Task directions :: Express the stretch of the listing from its start through the line containing "152L352 132L335 156L342" as a JSON list of strings, one string per line, with blank lines dropped. Leave the pictures out.

[Extracted data entries]
________________________________________

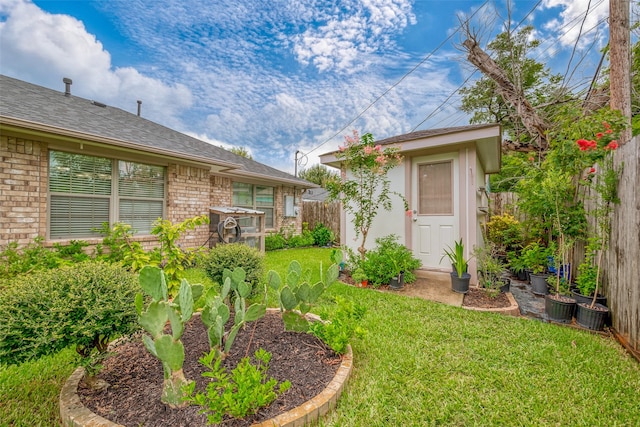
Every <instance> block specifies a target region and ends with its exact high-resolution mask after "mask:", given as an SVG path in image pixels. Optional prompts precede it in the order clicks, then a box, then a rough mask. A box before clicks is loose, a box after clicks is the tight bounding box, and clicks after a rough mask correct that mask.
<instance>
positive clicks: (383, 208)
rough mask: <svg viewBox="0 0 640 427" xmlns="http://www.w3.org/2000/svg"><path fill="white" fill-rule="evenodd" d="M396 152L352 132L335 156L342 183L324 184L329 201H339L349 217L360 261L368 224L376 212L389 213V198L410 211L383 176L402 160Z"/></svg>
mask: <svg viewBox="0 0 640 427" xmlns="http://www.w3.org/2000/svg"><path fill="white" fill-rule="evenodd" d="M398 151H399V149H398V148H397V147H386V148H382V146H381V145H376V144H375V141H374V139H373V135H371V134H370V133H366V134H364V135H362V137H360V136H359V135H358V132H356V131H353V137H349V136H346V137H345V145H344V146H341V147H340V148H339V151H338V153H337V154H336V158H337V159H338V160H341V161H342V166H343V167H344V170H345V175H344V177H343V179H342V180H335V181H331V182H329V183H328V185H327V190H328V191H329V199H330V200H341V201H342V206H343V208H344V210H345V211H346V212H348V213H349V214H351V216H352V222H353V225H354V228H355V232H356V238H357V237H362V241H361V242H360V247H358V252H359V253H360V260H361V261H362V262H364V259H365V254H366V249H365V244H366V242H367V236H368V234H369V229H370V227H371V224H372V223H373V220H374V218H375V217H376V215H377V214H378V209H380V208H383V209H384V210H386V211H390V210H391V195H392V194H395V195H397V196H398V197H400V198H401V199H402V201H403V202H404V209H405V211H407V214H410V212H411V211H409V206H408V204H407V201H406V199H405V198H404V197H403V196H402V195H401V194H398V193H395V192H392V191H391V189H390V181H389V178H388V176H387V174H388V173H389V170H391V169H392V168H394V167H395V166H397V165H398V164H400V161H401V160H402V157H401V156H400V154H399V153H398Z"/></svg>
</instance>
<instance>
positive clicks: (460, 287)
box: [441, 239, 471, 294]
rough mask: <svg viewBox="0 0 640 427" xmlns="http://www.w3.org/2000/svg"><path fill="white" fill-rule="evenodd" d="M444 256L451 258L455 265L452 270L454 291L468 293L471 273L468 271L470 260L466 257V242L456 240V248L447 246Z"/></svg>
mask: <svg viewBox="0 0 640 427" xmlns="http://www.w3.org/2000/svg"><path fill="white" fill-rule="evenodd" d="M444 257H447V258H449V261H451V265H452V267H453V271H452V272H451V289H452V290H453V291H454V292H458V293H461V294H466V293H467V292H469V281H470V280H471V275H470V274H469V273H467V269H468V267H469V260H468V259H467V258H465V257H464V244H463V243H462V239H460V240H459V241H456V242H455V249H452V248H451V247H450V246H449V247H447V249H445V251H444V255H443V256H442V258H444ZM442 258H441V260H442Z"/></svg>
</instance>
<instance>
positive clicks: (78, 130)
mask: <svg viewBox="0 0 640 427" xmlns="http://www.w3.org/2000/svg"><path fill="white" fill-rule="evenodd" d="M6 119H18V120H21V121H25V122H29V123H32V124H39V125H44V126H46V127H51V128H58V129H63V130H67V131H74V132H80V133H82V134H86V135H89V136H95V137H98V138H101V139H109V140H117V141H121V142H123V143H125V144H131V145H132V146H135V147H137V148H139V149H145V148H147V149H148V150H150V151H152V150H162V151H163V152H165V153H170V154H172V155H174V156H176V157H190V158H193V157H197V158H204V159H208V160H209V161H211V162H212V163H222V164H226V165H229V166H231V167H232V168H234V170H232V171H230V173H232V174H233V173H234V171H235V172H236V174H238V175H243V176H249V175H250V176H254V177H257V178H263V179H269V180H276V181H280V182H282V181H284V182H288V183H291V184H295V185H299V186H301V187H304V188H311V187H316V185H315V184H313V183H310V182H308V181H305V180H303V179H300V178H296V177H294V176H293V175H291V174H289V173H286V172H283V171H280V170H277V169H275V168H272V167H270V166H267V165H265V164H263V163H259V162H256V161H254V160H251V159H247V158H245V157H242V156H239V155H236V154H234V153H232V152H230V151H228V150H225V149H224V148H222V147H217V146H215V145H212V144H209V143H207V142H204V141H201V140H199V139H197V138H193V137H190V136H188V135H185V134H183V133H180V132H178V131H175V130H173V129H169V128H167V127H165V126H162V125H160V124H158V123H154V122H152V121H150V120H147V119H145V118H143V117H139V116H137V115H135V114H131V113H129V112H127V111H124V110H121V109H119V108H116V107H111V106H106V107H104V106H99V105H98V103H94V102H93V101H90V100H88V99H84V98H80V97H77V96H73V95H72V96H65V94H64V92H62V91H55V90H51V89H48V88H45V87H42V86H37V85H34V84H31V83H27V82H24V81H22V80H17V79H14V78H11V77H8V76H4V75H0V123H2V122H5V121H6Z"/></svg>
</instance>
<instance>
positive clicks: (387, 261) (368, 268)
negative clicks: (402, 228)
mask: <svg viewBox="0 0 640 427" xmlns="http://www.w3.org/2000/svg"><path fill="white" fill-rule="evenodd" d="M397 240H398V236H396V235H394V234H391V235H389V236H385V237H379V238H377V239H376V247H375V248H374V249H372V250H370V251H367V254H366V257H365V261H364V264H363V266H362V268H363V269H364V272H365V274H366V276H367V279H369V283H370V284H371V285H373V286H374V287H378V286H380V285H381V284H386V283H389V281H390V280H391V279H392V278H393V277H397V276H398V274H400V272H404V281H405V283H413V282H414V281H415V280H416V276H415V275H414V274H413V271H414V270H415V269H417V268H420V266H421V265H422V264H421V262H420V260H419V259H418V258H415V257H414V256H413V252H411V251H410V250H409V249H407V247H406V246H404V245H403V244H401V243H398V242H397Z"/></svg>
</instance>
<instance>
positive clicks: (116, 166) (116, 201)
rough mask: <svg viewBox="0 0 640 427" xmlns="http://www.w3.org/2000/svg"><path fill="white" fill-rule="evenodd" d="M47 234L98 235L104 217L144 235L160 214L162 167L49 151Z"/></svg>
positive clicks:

________________________________________

Reply ::
[
  "Every <instance> block specifies a target region and ends with its exact high-resolution mask after \"mask:\", given as an SVG path in image pixels. Optional prompts precede it in the order clicks, then a box, then a rough mask. A box before clicks is loose, a box after clicks is the tight bounding box, and clicks after a rough mask correct that mask.",
  "<instance>",
  "positive clicks: (383, 208)",
  "rough mask: <svg viewBox=\"0 0 640 427\" xmlns=\"http://www.w3.org/2000/svg\"><path fill=\"white\" fill-rule=\"evenodd\" d=\"M396 152L352 132L335 156L342 183L324 184L329 201H339L349 217L360 261L368 224L376 212L389 213V198L410 211L383 176L402 160Z\"/></svg>"
]